(Tasks to complete)
A. Answer these questions about the article on Stan Lee and Superman, one line each:
(i) In what year is the excerpt from 'The Stan Lee Universe' dated?
(ii) Which three conventions does Lee name as coming out of the Superman idea?
(iii) In what year did Lee see the first Superman movie?
B. Copy a passage of the article on Stan Lee and Superman, substituting "template" for "blueprint". Begin at the words "Stan Lee basically" and stop after "with our characters.".
───── Extract ─────
Stan Lee Quietly Settled the Marvel vs. DC Debate in 2010, Crediting One DC Superhero for Inspiring the MCU
In 2010, Stan Lee cut through the Marvel vs DC rivalry, crediting Superman as the blueprint that shaped every modern hero — costumes, powers, secret identities — and the playbook both universes still follow.
Stan Lee basically settled the Marvel vs. DC argument years ago, and he did it with surprising grace: he tipped his hat to Superman. A 2010 excerpt from his book 'The Stan Lee Universe' has been making the rounds again, and it reads like a frank acknowledgment that DC got there first and set the bar.
Stan Lee on who started it all
Lee said the core building blocks we all associate with superheroes came straight from the Superman blueprint. In his words:
Every convention in our superheroes comes out of the Superman idea. Costumes, superpowers, a secret identity... we all used those things when coming up with our characters.
He also credited Superman with proving these big, imaginative stories belonged on the big screen. And after he saw the first movie in 1978 — 39 years into his comics career, by the way — he admitted Marvel was more than a little jealous:
It’s fitting that Superman, the first superhero, got the first superhero movie, but of course it just made us at Marvel that much more envious, hoping we could soon see our characters on screen. Superman was a big influence on everything.
───── Rows ─────
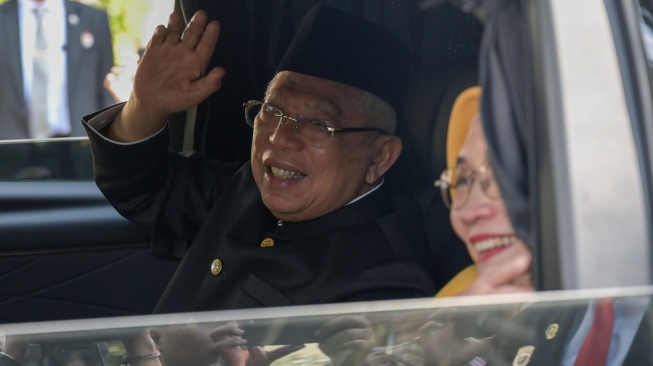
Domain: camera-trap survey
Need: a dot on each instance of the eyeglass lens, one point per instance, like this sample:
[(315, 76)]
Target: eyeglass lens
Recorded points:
[(266, 116)]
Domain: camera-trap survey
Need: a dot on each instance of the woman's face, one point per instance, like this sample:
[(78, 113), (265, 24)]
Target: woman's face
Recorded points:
[(482, 223)]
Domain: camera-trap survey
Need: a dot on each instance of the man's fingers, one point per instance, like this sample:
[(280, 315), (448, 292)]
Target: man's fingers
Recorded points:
[(175, 28), (207, 43), (194, 30)]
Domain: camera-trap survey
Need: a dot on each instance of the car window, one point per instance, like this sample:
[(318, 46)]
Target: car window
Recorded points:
[(472, 331), (646, 30), (54, 159)]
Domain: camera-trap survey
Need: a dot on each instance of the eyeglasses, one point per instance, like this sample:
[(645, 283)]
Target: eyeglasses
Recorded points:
[(318, 132), (456, 184)]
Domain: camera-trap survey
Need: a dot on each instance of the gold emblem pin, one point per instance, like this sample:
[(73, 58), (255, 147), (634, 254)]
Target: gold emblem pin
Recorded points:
[(267, 242), (551, 331), (216, 267), (523, 356)]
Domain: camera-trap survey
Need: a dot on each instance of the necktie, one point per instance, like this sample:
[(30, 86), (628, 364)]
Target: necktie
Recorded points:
[(594, 350), (38, 110)]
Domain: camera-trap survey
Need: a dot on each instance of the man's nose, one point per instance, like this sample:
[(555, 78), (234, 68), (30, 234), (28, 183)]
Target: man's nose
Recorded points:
[(286, 137)]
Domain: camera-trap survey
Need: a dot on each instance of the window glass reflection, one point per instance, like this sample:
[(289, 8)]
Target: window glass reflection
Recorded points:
[(55, 159), (546, 329)]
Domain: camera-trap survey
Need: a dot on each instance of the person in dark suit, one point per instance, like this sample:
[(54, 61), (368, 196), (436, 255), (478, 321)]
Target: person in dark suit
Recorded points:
[(308, 220), (79, 45)]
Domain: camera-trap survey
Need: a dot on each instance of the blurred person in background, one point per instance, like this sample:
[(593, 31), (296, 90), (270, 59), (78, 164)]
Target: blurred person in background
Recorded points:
[(56, 55)]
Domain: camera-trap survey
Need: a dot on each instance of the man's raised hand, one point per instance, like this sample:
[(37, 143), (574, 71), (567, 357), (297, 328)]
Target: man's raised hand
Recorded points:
[(170, 77)]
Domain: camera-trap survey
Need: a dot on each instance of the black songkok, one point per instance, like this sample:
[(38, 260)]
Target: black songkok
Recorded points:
[(341, 47)]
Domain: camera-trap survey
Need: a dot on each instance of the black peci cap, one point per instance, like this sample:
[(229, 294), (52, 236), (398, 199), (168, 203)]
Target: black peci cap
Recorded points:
[(341, 47)]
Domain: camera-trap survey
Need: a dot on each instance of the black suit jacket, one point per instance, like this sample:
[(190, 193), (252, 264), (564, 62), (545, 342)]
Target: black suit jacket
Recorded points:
[(363, 251), (86, 67)]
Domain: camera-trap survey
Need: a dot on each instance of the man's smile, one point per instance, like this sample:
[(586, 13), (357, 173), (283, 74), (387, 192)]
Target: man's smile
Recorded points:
[(285, 173)]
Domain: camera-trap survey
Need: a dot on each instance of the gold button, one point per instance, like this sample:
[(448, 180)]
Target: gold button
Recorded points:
[(267, 242), (216, 267), (551, 331), (523, 356)]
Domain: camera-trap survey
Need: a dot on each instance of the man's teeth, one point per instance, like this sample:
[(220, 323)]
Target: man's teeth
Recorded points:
[(286, 174), (493, 243)]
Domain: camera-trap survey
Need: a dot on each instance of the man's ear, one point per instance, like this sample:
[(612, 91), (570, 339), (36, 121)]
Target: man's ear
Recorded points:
[(388, 148)]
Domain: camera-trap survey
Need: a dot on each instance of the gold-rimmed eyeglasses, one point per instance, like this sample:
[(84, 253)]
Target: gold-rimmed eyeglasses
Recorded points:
[(456, 184), (317, 131)]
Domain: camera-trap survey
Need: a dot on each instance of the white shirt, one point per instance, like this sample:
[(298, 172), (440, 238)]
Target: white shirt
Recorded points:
[(54, 22)]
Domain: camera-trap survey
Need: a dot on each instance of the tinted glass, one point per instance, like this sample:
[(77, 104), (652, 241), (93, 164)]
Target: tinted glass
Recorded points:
[(55, 159), (407, 332)]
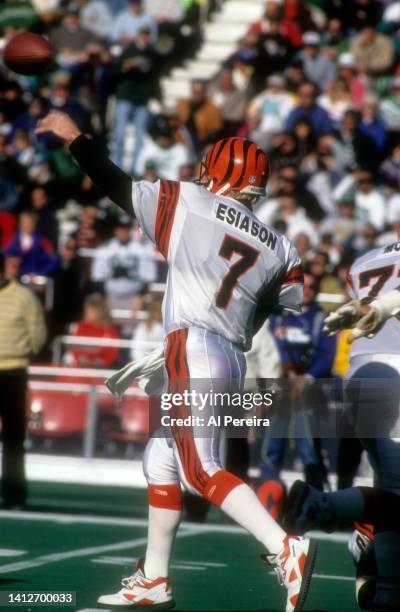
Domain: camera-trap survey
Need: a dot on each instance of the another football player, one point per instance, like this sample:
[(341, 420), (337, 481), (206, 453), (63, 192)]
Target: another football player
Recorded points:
[(372, 394), (227, 270)]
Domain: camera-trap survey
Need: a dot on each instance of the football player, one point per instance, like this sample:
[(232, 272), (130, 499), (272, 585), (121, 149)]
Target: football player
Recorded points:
[(227, 270), (372, 391)]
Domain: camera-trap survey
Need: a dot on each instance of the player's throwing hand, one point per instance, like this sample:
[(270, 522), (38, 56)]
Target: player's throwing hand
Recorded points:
[(60, 125)]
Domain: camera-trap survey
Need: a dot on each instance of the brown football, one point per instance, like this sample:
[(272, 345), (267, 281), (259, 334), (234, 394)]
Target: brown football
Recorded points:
[(27, 53)]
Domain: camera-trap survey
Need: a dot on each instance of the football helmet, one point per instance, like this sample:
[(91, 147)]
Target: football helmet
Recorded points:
[(235, 165)]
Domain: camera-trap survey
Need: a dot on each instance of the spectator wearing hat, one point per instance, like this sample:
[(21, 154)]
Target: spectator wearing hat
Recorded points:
[(365, 13), (123, 266), (16, 15), (269, 110), (133, 75), (95, 17), (243, 63), (318, 68), (230, 100), (343, 223), (150, 332), (37, 254), (370, 203), (129, 22), (96, 323), (390, 168), (309, 109), (275, 51), (162, 151), (357, 149), (70, 39), (290, 26), (334, 41), (202, 117), (22, 335), (389, 109), (371, 125), (347, 70), (373, 52), (337, 99)]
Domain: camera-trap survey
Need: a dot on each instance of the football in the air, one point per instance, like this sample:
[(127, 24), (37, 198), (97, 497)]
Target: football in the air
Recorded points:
[(28, 54)]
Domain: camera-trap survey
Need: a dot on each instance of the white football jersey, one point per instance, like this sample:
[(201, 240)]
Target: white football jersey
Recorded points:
[(223, 262), (374, 274)]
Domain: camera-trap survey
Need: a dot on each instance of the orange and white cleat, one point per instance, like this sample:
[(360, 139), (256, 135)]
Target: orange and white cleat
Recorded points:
[(294, 567), (141, 593)]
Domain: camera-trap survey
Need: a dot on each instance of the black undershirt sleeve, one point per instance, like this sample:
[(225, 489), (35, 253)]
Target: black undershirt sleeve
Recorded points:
[(116, 184)]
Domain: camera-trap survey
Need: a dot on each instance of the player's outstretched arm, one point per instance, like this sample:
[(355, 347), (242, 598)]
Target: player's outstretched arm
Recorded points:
[(364, 318), (116, 184), (379, 311)]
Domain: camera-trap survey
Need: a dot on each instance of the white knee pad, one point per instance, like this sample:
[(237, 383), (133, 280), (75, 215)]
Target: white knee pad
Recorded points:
[(159, 464)]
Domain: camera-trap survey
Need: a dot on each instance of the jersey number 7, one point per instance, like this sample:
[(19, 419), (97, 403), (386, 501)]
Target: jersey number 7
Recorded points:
[(381, 275), (247, 259)]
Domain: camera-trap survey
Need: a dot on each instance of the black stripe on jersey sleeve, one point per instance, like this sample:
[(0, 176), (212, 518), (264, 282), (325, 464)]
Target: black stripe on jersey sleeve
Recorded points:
[(115, 184)]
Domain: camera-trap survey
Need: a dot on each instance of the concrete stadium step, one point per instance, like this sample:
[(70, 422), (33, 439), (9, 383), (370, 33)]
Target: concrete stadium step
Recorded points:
[(236, 11), (224, 32)]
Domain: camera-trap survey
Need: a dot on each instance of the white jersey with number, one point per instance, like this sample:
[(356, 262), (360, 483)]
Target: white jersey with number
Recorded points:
[(374, 274), (223, 262)]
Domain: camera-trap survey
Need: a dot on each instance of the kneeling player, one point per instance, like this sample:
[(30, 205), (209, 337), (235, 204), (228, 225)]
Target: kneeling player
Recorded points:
[(372, 390)]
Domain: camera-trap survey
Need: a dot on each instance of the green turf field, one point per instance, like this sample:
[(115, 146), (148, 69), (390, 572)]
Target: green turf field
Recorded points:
[(84, 539)]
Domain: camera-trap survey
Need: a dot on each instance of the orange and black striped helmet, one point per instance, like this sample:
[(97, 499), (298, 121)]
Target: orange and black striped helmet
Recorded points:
[(235, 164)]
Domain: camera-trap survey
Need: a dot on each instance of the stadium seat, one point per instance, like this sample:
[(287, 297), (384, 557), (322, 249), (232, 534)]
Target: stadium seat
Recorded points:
[(56, 414)]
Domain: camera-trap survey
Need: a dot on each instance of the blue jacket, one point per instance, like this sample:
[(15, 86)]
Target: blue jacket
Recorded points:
[(39, 259), (303, 345)]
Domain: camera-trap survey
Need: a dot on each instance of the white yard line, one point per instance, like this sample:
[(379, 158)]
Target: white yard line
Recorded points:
[(79, 552), (12, 552), (73, 519)]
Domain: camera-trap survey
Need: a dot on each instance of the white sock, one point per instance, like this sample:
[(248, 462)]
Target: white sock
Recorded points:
[(163, 525), (244, 507)]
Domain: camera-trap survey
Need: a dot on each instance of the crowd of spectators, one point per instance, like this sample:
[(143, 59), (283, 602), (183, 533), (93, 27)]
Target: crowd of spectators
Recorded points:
[(315, 83)]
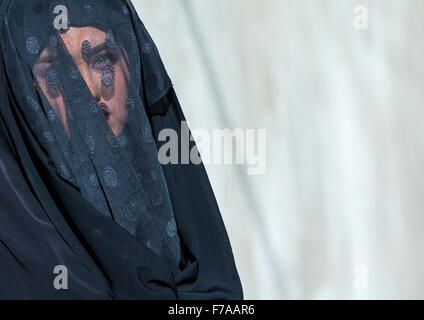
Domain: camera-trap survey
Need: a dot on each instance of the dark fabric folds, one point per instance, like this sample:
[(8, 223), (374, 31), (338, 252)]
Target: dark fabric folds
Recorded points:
[(50, 218)]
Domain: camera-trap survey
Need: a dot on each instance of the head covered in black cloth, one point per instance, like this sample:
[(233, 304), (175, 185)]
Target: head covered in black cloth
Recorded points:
[(81, 109)]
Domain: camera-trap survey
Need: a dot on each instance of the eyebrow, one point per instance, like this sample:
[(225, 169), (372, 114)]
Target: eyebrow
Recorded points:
[(97, 49)]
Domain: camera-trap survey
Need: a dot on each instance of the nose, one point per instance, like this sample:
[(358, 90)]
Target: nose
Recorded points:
[(93, 83)]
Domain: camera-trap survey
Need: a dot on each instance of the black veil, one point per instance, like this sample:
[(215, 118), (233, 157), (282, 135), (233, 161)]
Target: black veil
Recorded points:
[(81, 110)]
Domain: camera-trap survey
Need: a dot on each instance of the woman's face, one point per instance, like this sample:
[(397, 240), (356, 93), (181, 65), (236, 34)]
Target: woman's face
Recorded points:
[(103, 68)]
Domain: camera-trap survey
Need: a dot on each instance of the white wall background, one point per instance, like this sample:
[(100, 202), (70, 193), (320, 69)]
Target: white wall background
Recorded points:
[(344, 110)]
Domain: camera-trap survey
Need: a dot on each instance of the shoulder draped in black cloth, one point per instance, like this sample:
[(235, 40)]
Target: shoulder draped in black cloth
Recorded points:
[(82, 103)]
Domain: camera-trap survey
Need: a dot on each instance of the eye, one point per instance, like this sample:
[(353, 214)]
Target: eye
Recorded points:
[(101, 60)]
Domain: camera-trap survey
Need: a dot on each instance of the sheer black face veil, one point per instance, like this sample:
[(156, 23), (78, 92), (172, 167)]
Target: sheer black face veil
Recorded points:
[(80, 112)]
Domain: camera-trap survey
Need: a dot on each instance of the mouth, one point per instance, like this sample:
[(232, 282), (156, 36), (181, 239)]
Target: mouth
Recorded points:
[(105, 110)]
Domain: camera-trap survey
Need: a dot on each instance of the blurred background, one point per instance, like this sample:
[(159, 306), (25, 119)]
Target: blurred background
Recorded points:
[(338, 213)]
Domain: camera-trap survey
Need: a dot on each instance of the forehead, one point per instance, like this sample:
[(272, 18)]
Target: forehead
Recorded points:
[(74, 37)]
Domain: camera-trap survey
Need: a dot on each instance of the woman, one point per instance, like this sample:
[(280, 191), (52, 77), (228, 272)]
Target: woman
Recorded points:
[(81, 108)]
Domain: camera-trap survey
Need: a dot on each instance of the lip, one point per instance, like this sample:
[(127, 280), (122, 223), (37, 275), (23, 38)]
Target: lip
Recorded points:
[(105, 110)]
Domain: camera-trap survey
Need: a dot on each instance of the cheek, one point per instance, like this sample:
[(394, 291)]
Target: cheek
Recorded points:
[(121, 94), (56, 101)]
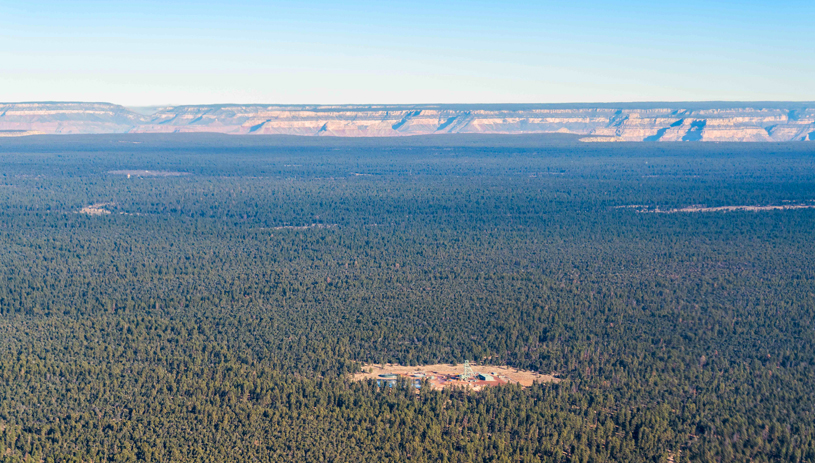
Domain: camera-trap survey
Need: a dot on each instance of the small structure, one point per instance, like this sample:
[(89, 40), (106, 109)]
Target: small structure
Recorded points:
─────
(Results)
A.
(i) 2010
(ii) Costumes, superpowers, and a secret identity
(iii) 1978

B.
Stan Lee basically settled the Marvel vs. DC argument years ago, and he did it with surprising grace: he tipped his hat to Superman. A 2010 excerpt from his book 'The Stan Lee Universe' has been making the rounds again, and it reads like a frank acknowledgment that DC got there first and set the bar.
Stan Lee on who started it all
Lee said the core building blocks we all associate with superheroes came straight from the Superman template. In his words:
Every convention in our superheroes comes out of the Superman idea. Costumes, superpowers, a secret identity... we all used those things when coming up with our characters.